Selection:

============

COURT OF APPEALS OF IOWA
Sep 2, 2020
No. 19-1301 (Iowa Ct. App. Sep. 2, 2020)

Opinion

No. 19-1301

09-02-2020

STATE OF IOWA, Plaintiff-Appellee, v. BRIANNA KAY HAVEMANN, Defendant-Appellant.

Jeffrey L. Powell of Powell & McCullough, PLC, Coralville, for appellant. Thomas J. Miller, Attorney General, and Kevin Cmelik, Assistant Attorney General, for appellee.


Appeal from the Iowa District Court for Muscatine County, Stuart P. Werling, Judge. Brianna Havemann appeals the district court's denial of her motion to suppress. AFFIRMED. Jeffrey L. Powell of Powell & McCullough, PLC, Coralville, for appellant. Thomas J. Miller, Attorney General, and Kevin Cmelik, Assistant Attorney General, for appellee. Considered by Vaitheswaran, P.J., and Tabor and Schumacher, JJ. VAITHESWARAN, Presiding Judge.

A Muscatine County deputy sheriff stopped Brianna Kay Havemann for driving over the speed limit. A subsequent search of the vehicle uncovered marijuana.

The State charged Havemann with possession of marijuana. See Iowa Code § 124.401(5) (2017). Havemann moved to suppress the evidence on the ground that the deputy unjustifiably prolonged the stop, in violation of the Fourth Amendment to the United States Constitution and article I, section 8 of the Iowa Constitution. Following a hearing, the district court denied the motion. The court tried Havemann on the minutes of testimony, found her guilty, and imposed sentence. Havemann appealed.

============

Recorded information:
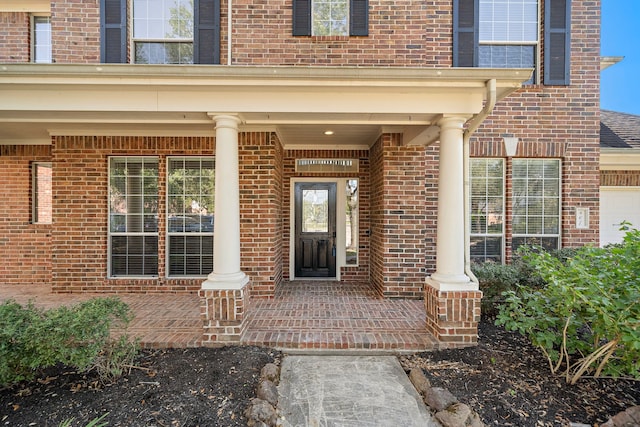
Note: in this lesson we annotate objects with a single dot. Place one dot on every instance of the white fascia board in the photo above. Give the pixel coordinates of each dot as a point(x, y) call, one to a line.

============

Task statement:
Copy the court opinion between "STATE OF IOWA, Plaintiff-Appellee, v." and "VAITHESWARAN, Presiding Judge.", inclusive, substituting "Iowa City" for "Coralville".

Written response:
STATE OF IOWA, Plaintiff-Appellee, v. BRIANNA KAY HAVEMANN, Defendant-Appellant.

Jeffrey L. Powell of Powell & McCullough, PLC, Iowa City, for appellant. Thomas J. Miller, Attorney General, and Kevin Cmelik, Assistant Attorney General, for appellee.


Appeal from the Iowa District Court for Muscatine County, Stuart P. Werling, Judge. Brianna Havemann appeals the district court's denial of her motion to suppress. AFFIRMED. Jeffrey L. Powell of Powell & McCullough, PLC, Iowa City, for appellant. Thomas J. Miller, Attorney General, and Kevin Cmelik, Assistant Attorney General, for appellee. Considered by Vaitheswaran, P.J., and Tabor and Schumacher, JJ. VAITHESWARAN, Presiding Judge.